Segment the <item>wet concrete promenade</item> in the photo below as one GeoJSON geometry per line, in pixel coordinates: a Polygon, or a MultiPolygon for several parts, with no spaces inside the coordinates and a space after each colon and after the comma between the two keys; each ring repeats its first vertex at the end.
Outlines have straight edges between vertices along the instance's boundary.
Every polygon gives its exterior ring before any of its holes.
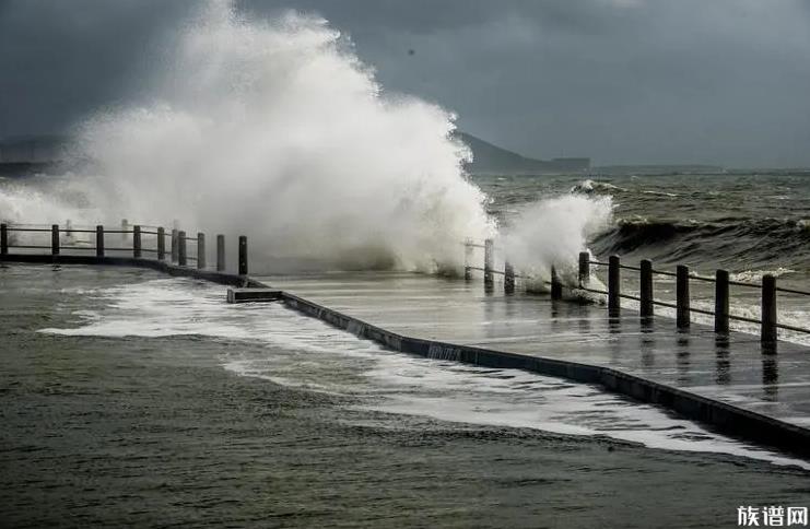
{"type": "Polygon", "coordinates": [[[603,306],[543,294],[485,293],[465,282],[411,273],[351,272],[256,278],[396,333],[622,371],[782,421],[810,427],[810,348],[759,337],[718,338],[662,316],[609,318],[603,306]]]}

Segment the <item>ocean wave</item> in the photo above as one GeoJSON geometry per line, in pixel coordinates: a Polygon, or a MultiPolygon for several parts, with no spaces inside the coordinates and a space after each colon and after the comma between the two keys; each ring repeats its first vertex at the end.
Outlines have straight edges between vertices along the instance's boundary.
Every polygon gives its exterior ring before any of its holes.
{"type": "MultiPolygon", "coordinates": [[[[810,259],[810,224],[807,220],[776,218],[671,221],[633,216],[617,220],[594,237],[591,245],[602,255],[655,248],[656,255],[664,258],[689,256],[700,261],[733,258],[758,267],[773,262],[778,264],[765,273],[785,274],[793,271],[788,268],[791,263],[810,259]]],[[[753,278],[759,271],[751,268],[740,273],[753,278]]]]}
{"type": "Polygon", "coordinates": [[[774,270],[743,270],[742,272],[732,273],[729,275],[731,281],[740,281],[742,283],[759,283],[762,281],[763,275],[773,275],[779,278],[789,273],[796,273],[796,270],[785,267],[778,267],[774,270]]]}

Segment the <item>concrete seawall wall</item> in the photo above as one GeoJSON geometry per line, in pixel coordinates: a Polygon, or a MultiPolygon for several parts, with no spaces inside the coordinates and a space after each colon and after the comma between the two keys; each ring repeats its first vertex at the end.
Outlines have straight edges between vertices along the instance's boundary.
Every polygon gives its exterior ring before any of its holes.
{"type": "MultiPolygon", "coordinates": [[[[130,257],[7,255],[0,256],[1,261],[140,267],[169,275],[201,279],[228,286],[269,287],[259,281],[237,274],[198,270],[152,259],[130,257]]],[[[486,367],[523,369],[577,383],[599,385],[609,391],[631,397],[641,402],[670,409],[684,418],[704,423],[717,432],[774,446],[801,456],[810,456],[810,430],[808,428],[627,373],[563,360],[410,338],[369,325],[287,292],[281,293],[281,301],[292,309],[395,351],[486,367]]]]}

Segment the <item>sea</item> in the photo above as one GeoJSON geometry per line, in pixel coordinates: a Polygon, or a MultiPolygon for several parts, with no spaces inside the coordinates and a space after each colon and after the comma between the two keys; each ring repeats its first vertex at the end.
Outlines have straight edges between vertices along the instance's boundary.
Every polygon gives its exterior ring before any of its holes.
{"type": "MultiPolygon", "coordinates": [[[[610,197],[598,259],[809,286],[800,174],[474,181],[503,225],[610,197]]],[[[810,506],[810,462],[667,410],[222,299],[146,270],[0,267],[0,526],[736,527],[740,506],[810,506]]]]}
{"type": "MultiPolygon", "coordinates": [[[[595,258],[620,256],[623,264],[650,259],[657,270],[690,267],[715,271],[754,286],[731,287],[731,313],[759,319],[763,274],[777,286],[810,292],[810,172],[763,171],[712,174],[621,174],[473,178],[490,197],[489,209],[508,225],[530,203],[570,195],[609,199],[612,215],[588,242],[595,258]]],[[[606,270],[597,273],[604,279],[606,270]]],[[[714,308],[714,286],[691,282],[692,305],[714,308]]],[[[656,297],[674,299],[672,278],[656,278],[656,297]]],[[[624,271],[623,291],[637,294],[638,278],[624,271]]],[[[633,305],[627,303],[627,305],[633,305]]],[[[669,314],[667,310],[662,310],[669,314]]],[[[671,316],[671,315],[670,315],[671,316]]],[[[810,296],[779,293],[779,321],[810,329],[810,296]]],[[[693,316],[711,322],[708,316],[693,316]]],[[[752,333],[752,324],[733,322],[752,333]]],[[[810,334],[782,331],[782,338],[810,344],[810,334]]]]}

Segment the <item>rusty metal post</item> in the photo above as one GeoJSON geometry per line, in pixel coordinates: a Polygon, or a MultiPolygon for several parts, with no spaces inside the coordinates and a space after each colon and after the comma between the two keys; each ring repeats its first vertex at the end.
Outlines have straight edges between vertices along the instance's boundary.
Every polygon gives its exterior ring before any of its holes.
{"type": "Polygon", "coordinates": [[[579,252],[579,287],[587,286],[590,281],[590,254],[579,252]]]}
{"type": "Polygon", "coordinates": [[[654,313],[653,305],[653,261],[643,259],[641,264],[641,289],[639,297],[642,298],[639,311],[642,318],[650,318],[654,313]]]}
{"type": "Polygon", "coordinates": [[[216,271],[225,271],[225,236],[216,236],[216,271]]]}
{"type": "Polygon", "coordinates": [[[679,264],[676,269],[676,325],[679,329],[690,326],[689,267],[679,264]]]}
{"type": "Polygon", "coordinates": [[[728,333],[728,270],[715,272],[715,332],[728,333]]]}
{"type": "Polygon", "coordinates": [[[247,275],[247,237],[239,235],[239,275],[247,275]]]}
{"type": "Polygon", "coordinates": [[[95,256],[104,257],[104,226],[101,224],[95,227],[95,256]]]}
{"type": "Polygon", "coordinates": [[[776,329],[776,278],[772,274],[762,277],[762,332],[763,343],[775,343],[776,329]]]}
{"type": "Polygon", "coordinates": [[[619,256],[608,259],[608,309],[615,313],[621,308],[621,261],[619,256]]]}
{"type": "Polygon", "coordinates": [[[177,232],[177,264],[186,266],[186,232],[177,232]]]}
{"type": "Polygon", "coordinates": [[[136,224],[132,226],[132,257],[136,259],[141,258],[141,226],[136,224]]]}
{"type": "Polygon", "coordinates": [[[166,258],[166,231],[163,226],[157,228],[157,260],[162,261],[166,258]]]}
{"type": "Polygon", "coordinates": [[[197,268],[206,268],[206,234],[197,233],[197,268]]]}
{"type": "Polygon", "coordinates": [[[50,254],[59,255],[59,224],[50,226],[50,254]]]}
{"type": "Polygon", "coordinates": [[[515,292],[515,268],[508,260],[504,263],[504,292],[506,294],[515,292]]]}

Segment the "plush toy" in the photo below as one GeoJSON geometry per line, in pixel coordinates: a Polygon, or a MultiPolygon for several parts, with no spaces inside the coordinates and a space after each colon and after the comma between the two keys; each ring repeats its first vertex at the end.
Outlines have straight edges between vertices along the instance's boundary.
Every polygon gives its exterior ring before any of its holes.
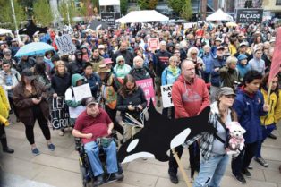
{"type": "Polygon", "coordinates": [[[229,141],[226,148],[226,153],[237,157],[244,147],[244,138],[243,134],[246,132],[238,122],[231,122],[226,124],[229,129],[229,141]]]}

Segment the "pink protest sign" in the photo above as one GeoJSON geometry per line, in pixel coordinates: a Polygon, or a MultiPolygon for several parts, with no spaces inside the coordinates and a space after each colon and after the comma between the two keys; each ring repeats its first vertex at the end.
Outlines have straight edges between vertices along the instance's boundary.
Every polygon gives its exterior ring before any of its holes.
{"type": "Polygon", "coordinates": [[[155,100],[155,92],[153,89],[153,81],[152,79],[146,79],[146,80],[140,80],[136,81],[136,83],[139,87],[140,87],[145,94],[145,98],[148,101],[148,106],[149,105],[150,98],[152,98],[152,101],[154,105],[156,104],[155,100]]]}
{"type": "Polygon", "coordinates": [[[156,49],[159,49],[159,38],[152,38],[148,40],[149,49],[154,51],[156,49]]]}

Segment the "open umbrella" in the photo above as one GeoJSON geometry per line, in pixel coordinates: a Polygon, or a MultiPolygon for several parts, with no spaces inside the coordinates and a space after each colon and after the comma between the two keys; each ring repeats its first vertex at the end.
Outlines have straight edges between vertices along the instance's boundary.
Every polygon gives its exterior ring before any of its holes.
{"type": "Polygon", "coordinates": [[[55,48],[45,42],[32,42],[21,47],[15,54],[15,56],[36,55],[44,54],[47,51],[55,51],[55,48]]]}

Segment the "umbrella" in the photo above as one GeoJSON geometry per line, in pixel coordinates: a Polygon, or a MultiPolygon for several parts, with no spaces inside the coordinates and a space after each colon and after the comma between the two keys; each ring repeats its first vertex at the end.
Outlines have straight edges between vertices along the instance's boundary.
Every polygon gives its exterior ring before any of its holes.
{"type": "Polygon", "coordinates": [[[236,22],[227,22],[226,23],[226,27],[237,27],[237,23],[236,22]]]}
{"type": "Polygon", "coordinates": [[[15,54],[16,57],[22,55],[36,55],[44,54],[47,51],[55,51],[55,48],[45,42],[32,42],[21,47],[15,54]]]}

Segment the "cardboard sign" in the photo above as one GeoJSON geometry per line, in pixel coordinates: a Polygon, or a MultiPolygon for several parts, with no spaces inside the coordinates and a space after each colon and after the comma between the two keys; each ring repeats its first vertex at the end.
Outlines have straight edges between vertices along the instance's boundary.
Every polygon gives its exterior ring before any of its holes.
{"type": "Polygon", "coordinates": [[[159,38],[152,38],[148,40],[149,49],[155,51],[160,48],[159,38]]]}
{"type": "Polygon", "coordinates": [[[172,101],[172,84],[161,86],[163,107],[174,106],[174,103],[172,101]]]}
{"type": "Polygon", "coordinates": [[[261,23],[263,9],[246,8],[237,9],[236,22],[237,23],[261,23]]]}
{"type": "Polygon", "coordinates": [[[142,89],[142,90],[145,94],[145,98],[148,101],[148,106],[149,105],[150,98],[152,98],[153,103],[156,104],[155,91],[153,89],[152,79],[149,78],[149,79],[146,79],[146,80],[136,81],[136,84],[142,89]]]}
{"type": "Polygon", "coordinates": [[[64,97],[53,98],[51,110],[51,123],[53,129],[61,129],[70,126],[68,106],[64,102],[64,97]]]}
{"type": "Polygon", "coordinates": [[[101,22],[108,26],[114,26],[115,24],[115,13],[100,13],[101,22]]]}
{"type": "Polygon", "coordinates": [[[76,47],[72,43],[72,38],[69,34],[63,35],[55,38],[55,44],[62,55],[67,55],[76,50],[76,47]]]}
{"type": "Polygon", "coordinates": [[[84,98],[92,97],[89,83],[73,87],[73,92],[76,102],[81,101],[84,98]]]}

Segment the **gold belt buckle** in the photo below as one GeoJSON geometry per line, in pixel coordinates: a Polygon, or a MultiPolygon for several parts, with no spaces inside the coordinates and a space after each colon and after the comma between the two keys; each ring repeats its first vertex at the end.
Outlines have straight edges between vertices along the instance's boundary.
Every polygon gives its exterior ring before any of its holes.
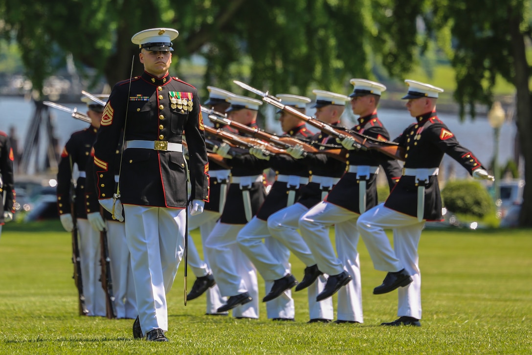
{"type": "Polygon", "coordinates": [[[153,148],[156,151],[167,151],[168,142],[166,141],[155,141],[153,148]]]}

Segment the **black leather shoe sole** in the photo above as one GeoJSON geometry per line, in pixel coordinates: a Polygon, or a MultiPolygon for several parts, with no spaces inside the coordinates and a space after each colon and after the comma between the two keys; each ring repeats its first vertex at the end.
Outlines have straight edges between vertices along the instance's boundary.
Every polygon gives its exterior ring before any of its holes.
{"type": "Polygon", "coordinates": [[[330,319],[325,319],[323,318],[312,318],[306,323],[308,324],[310,323],[330,323],[331,321],[332,321],[330,319]]]}
{"type": "Polygon", "coordinates": [[[373,294],[380,295],[391,292],[399,287],[408,286],[412,282],[412,277],[403,269],[397,273],[388,273],[384,278],[382,285],[373,290],[373,294]]]}
{"type": "Polygon", "coordinates": [[[227,303],[221,307],[219,307],[216,311],[218,313],[226,312],[230,309],[232,309],[235,307],[237,307],[239,306],[242,306],[242,304],[245,304],[248,302],[250,302],[252,300],[252,299],[251,298],[251,296],[250,296],[250,294],[247,292],[240,293],[240,294],[236,296],[231,296],[229,298],[229,299],[228,299],[227,303]]]}
{"type": "Polygon", "coordinates": [[[284,276],[282,278],[276,280],[273,282],[273,285],[271,286],[271,291],[262,299],[262,302],[268,302],[273,299],[276,299],[287,290],[290,290],[297,284],[297,280],[290,274],[284,276]]]}
{"type": "Polygon", "coordinates": [[[146,340],[151,342],[167,342],[168,338],[164,336],[162,329],[157,328],[146,333],[146,340]]]}
{"type": "Polygon", "coordinates": [[[336,324],[360,324],[360,322],[356,321],[356,320],[342,320],[340,319],[336,319],[332,323],[336,324]]]}
{"type": "Polygon", "coordinates": [[[140,328],[140,321],[137,316],[135,321],[133,322],[133,337],[135,339],[139,339],[143,337],[142,329],[140,328]]]}
{"type": "Polygon", "coordinates": [[[351,277],[351,275],[347,274],[347,272],[345,271],[338,275],[329,276],[329,279],[327,279],[327,283],[325,285],[325,288],[321,292],[321,293],[320,293],[316,297],[316,301],[319,302],[329,298],[335,293],[336,293],[342,287],[351,282],[352,279],[353,278],[351,277]],[[346,275],[347,276],[345,276],[346,275]],[[334,278],[331,279],[331,277],[334,278]],[[334,283],[334,284],[329,284],[329,280],[330,282],[334,283]]]}
{"type": "Polygon", "coordinates": [[[216,284],[212,275],[209,274],[205,276],[198,277],[192,285],[192,289],[187,295],[187,301],[197,299],[205,293],[205,291],[216,284]]]}
{"type": "Polygon", "coordinates": [[[318,269],[317,265],[307,266],[305,268],[305,275],[303,276],[301,282],[296,286],[296,292],[304,290],[312,285],[316,280],[316,279],[322,275],[323,273],[318,269]]]}
{"type": "Polygon", "coordinates": [[[421,327],[421,323],[419,319],[411,317],[401,317],[398,319],[388,323],[381,323],[380,325],[399,326],[401,325],[410,325],[414,327],[421,327]]]}

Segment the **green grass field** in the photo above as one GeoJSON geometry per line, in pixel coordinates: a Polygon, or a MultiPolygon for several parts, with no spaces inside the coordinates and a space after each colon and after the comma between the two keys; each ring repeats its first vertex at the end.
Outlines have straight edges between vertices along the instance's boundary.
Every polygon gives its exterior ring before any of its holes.
{"type": "MultiPolygon", "coordinates": [[[[70,236],[59,221],[8,224],[0,238],[0,353],[530,353],[530,232],[425,231],[421,328],[379,326],[396,319],[397,294],[372,294],[385,275],[361,242],[362,325],[306,324],[305,291],[293,293],[289,324],[269,321],[262,303],[259,320],[204,316],[204,296],[183,304],[180,266],[168,295],[170,342],[152,343],[133,340],[132,320],[78,316],[70,236]]],[[[303,265],[292,261],[301,279],[303,265]]]]}

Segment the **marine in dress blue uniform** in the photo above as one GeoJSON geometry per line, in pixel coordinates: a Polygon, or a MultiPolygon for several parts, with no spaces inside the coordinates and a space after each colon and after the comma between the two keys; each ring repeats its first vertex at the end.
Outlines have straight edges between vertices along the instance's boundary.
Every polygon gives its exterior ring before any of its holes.
{"type": "MultiPolygon", "coordinates": [[[[204,103],[203,106],[209,109],[212,108],[218,112],[225,112],[230,105],[228,101],[228,98],[235,94],[214,86],[207,86],[207,90],[209,91],[209,99],[204,103]]],[[[214,124],[214,127],[217,129],[223,128],[218,122],[214,124]]],[[[217,221],[220,218],[223,210],[231,170],[218,164],[215,160],[211,159],[210,156],[212,156],[210,155],[209,160],[210,178],[209,201],[205,204],[203,213],[190,216],[188,219],[188,262],[196,279],[190,292],[187,295],[187,300],[194,300],[206,292],[207,311],[205,314],[227,315],[227,312],[217,312],[218,309],[226,303],[227,299],[222,296],[220,293],[220,289],[214,281],[209,266],[210,262],[206,257],[207,253],[204,250],[205,260],[202,260],[190,234],[191,230],[199,227],[202,245],[204,246],[207,237],[212,232],[217,221]]]]}
{"type": "Polygon", "coordinates": [[[438,118],[436,102],[443,89],[412,80],[405,82],[409,90],[403,98],[408,100],[406,108],[415,122],[395,139],[405,152],[402,176],[386,202],[363,213],[356,225],[375,268],[388,271],[373,293],[398,288],[400,318],[382,325],[419,326],[421,300],[418,245],[425,221],[442,219],[437,175],[444,154],[456,160],[475,178],[493,178],[438,118]],[[393,229],[393,249],[385,229],[393,229]]]}
{"type": "MultiPolygon", "coordinates": [[[[106,101],[109,95],[105,97],[106,101]]],[[[98,95],[99,97],[99,95],[98,95]]],[[[102,98],[102,100],[103,100],[102,98]]],[[[122,140],[115,151],[115,182],[118,182],[120,159],[122,157],[122,140]]],[[[87,219],[93,229],[97,233],[107,232],[107,249],[109,251],[113,303],[118,319],[135,319],[138,314],[135,300],[135,283],[131,266],[131,254],[126,239],[126,226],[123,221],[113,219],[108,211],[101,209],[98,202],[98,189],[95,180],[94,150],[86,166],[85,203],[87,219]],[[103,210],[103,214],[100,210],[103,210]]],[[[101,238],[100,239],[101,243],[101,238]]],[[[105,291],[105,290],[104,290],[105,291]]]]}
{"type": "MultiPolygon", "coordinates": [[[[316,108],[316,119],[339,127],[340,116],[349,97],[322,90],[314,90],[313,92],[316,95],[315,103],[312,106],[316,108]]],[[[321,144],[336,143],[334,137],[321,132],[313,135],[310,140],[321,144]]],[[[321,302],[316,300],[317,295],[323,291],[327,279],[318,269],[315,259],[297,229],[300,218],[325,198],[339,180],[345,171],[345,163],[325,154],[304,155],[300,147],[296,146],[287,150],[293,158],[307,165],[310,174],[309,183],[301,187],[300,197],[297,203],[280,210],[268,218],[268,227],[272,236],[286,246],[306,267],[303,278],[296,286],[295,291],[309,288],[309,321],[329,322],[334,318],[332,299],[321,302]]]]}
{"type": "MultiPolygon", "coordinates": [[[[303,113],[311,102],[304,96],[276,96],[285,105],[303,113]]],[[[305,140],[310,138],[311,134],[304,122],[282,110],[279,113],[284,135],[305,140]]],[[[263,148],[262,146],[252,148],[250,152],[260,159],[267,160],[269,167],[275,171],[276,180],[257,215],[238,233],[237,241],[265,282],[267,294],[263,301],[267,302],[268,318],[293,320],[295,310],[290,288],[295,286],[297,281],[290,274],[290,251],[271,238],[267,221],[272,214],[293,205],[298,199],[300,187],[309,182],[309,168],[289,155],[264,155],[263,148]]]]}
{"type": "Polygon", "coordinates": [[[2,226],[13,220],[15,213],[15,186],[13,177],[14,154],[11,142],[5,132],[0,131],[0,196],[2,210],[0,214],[0,236],[2,226]]]}
{"type": "MultiPolygon", "coordinates": [[[[246,96],[229,98],[228,118],[256,127],[257,110],[262,102],[246,96]]],[[[215,152],[231,167],[230,184],[223,211],[206,241],[205,246],[212,274],[227,302],[218,309],[233,309],[237,318],[259,318],[259,285],[256,270],[237,245],[236,235],[257,213],[266,197],[263,171],[265,160],[250,154],[231,157],[229,146],[220,144],[215,152]],[[231,159],[230,159],[230,157],[231,159]]]]}
{"type": "Polygon", "coordinates": [[[124,218],[123,209],[125,217],[139,313],[134,337],[145,335],[155,341],[168,341],[166,294],[185,245],[187,174],[190,214],[203,211],[209,200],[209,163],[197,90],[168,72],[171,41],[178,34],[173,29],[157,28],[132,37],[140,48],[144,72],[114,85],[94,145],[100,203],[119,220],[124,218]],[[114,190],[114,154],[122,130],[125,149],[119,188],[114,190]]]}
{"type": "MultiPolygon", "coordinates": [[[[85,101],[86,98],[82,98],[85,101]]],[[[105,294],[99,282],[99,234],[90,226],[87,220],[85,203],[86,167],[93,145],[96,139],[103,106],[90,101],[87,103],[87,115],[91,120],[90,126],[74,132],[66,142],[61,152],[57,167],[57,204],[59,218],[63,227],[67,232],[73,228],[71,214],[70,184],[77,166],[79,176],[76,184],[74,202],[79,238],[80,262],[81,284],[87,316],[105,316],[105,294]]]]}
{"type": "MultiPolygon", "coordinates": [[[[350,95],[351,108],[353,113],[359,116],[352,130],[381,141],[389,140],[388,131],[377,113],[386,86],[363,79],[353,79],[351,82],[354,86],[350,95]]],[[[377,176],[380,166],[392,181],[390,188],[401,176],[396,161],[375,151],[355,150],[353,143],[353,138],[342,142],[349,153],[342,178],[325,200],[311,208],[299,222],[301,235],[312,251],[318,269],[330,275],[317,300],[338,292],[337,323],[363,322],[356,219],[367,208],[377,204],[377,176]],[[329,229],[333,225],[337,257],[329,236],[329,229]],[[344,283],[347,283],[345,287],[344,283]]]]}

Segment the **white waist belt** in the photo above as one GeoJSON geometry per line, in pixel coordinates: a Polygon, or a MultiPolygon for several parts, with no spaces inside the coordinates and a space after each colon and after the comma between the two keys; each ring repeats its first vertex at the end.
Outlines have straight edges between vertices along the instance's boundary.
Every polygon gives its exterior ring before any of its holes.
{"type": "Polygon", "coordinates": [[[405,176],[415,177],[416,183],[419,183],[420,181],[423,181],[426,183],[428,183],[429,177],[437,175],[438,172],[439,172],[439,168],[429,168],[427,169],[403,168],[403,175],[405,176]]]}
{"type": "Polygon", "coordinates": [[[209,170],[209,176],[212,178],[215,178],[218,180],[229,180],[229,174],[231,174],[231,170],[228,169],[222,169],[220,170],[209,170]]]}
{"type": "Polygon", "coordinates": [[[283,175],[279,174],[275,178],[276,181],[280,183],[286,183],[286,186],[299,188],[300,185],[306,185],[309,183],[309,178],[296,175],[283,175]]]}
{"type": "Polygon", "coordinates": [[[126,148],[143,148],[153,149],[156,151],[179,152],[180,153],[183,152],[183,145],[181,143],[172,143],[165,141],[128,141],[126,144],[126,148]]]}
{"type": "Polygon", "coordinates": [[[239,184],[242,186],[250,186],[253,183],[262,183],[262,175],[253,175],[252,176],[231,176],[231,184],[239,184]]]}
{"type": "Polygon", "coordinates": [[[332,187],[338,184],[340,181],[340,178],[334,178],[330,176],[320,176],[319,175],[312,175],[309,180],[311,183],[316,183],[320,184],[320,187],[332,187]]]}
{"type": "Polygon", "coordinates": [[[366,179],[369,179],[370,174],[379,173],[379,167],[372,167],[369,165],[350,165],[347,167],[347,172],[354,172],[356,174],[356,178],[361,176],[365,176],[366,179]]]}

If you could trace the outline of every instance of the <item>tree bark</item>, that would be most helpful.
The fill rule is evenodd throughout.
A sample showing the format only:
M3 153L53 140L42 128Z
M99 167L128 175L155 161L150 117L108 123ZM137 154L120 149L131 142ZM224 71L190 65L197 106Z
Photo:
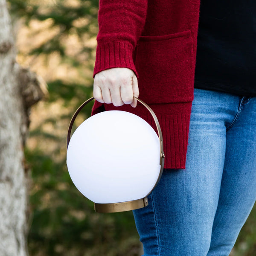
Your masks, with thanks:
M6 0L0 0L1 256L28 255L28 179L23 147L29 108L43 95L35 76L21 69L15 57Z

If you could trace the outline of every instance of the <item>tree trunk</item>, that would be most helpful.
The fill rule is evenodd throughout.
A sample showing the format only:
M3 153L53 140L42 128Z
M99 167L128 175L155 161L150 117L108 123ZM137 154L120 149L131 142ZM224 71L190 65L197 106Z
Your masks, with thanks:
M28 110L42 96L38 86L31 89L36 84L36 78L20 67L15 56L6 0L0 0L1 256L28 255L27 179L23 147L29 123ZM32 95L34 101L29 101Z

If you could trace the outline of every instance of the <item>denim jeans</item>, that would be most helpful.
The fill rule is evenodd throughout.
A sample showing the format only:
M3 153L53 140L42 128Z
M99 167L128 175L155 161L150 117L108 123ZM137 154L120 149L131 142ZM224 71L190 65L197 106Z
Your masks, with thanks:
M186 169L134 211L145 256L227 256L256 199L256 97L195 89Z

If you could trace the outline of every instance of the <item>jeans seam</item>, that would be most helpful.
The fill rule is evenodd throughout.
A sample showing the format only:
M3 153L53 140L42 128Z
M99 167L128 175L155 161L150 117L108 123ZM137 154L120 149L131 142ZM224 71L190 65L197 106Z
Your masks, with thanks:
M236 122L236 120L237 120L238 117L239 117L239 116L240 114L240 113L241 113L241 112L242 111L242 108L243 108L243 105L242 105L243 101L244 100L244 98L245 98L245 96L244 96L240 100L240 101L239 102L239 107L238 107L238 111L237 111L237 113L236 113L236 116L235 116L235 118L234 118L234 119L233 120L233 121L232 121L231 123L227 128L226 129L226 131L227 131L229 130L230 130L233 127L233 126L234 125Z
M160 255L160 241L159 241L159 236L158 235L158 225L157 225L157 218L156 217L156 210L155 210L155 207L154 207L154 198L153 197L153 195L152 195L152 194L151 195L151 199L152 200L152 208L153 208L153 210L154 211L154 223L155 223L155 228L156 228L156 232L157 233L157 255Z

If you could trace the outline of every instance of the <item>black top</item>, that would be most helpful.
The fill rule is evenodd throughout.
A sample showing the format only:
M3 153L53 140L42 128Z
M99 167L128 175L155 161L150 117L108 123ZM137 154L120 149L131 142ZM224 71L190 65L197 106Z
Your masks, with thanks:
M195 87L256 96L256 0L202 0Z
☆ ☆ ☆ ☆ ☆
| Goal of the exercise |
Update the part that opens with the line containing "bark</item>, that would be most helpful." and closes with the line containing "M6 0L0 0L1 256L28" by changing "outline" to "boundary" and keeping everything else the same. Leave the pictures out of your answer.

| The reply |
If you could trace the boundary of every instance of the <item>tree bark</item>, that would be most helpful.
The fill rule is evenodd throughout.
A sample showing the format only:
M3 153L53 140L42 128Z
M99 167L128 175L155 161L150 117L108 123ZM137 154L120 149L131 142ZM224 71L190 65L197 106Z
Photo:
Your masks, with thanks:
M6 0L0 0L1 256L28 255L28 179L23 147L29 108L43 95L35 76L21 69L15 57Z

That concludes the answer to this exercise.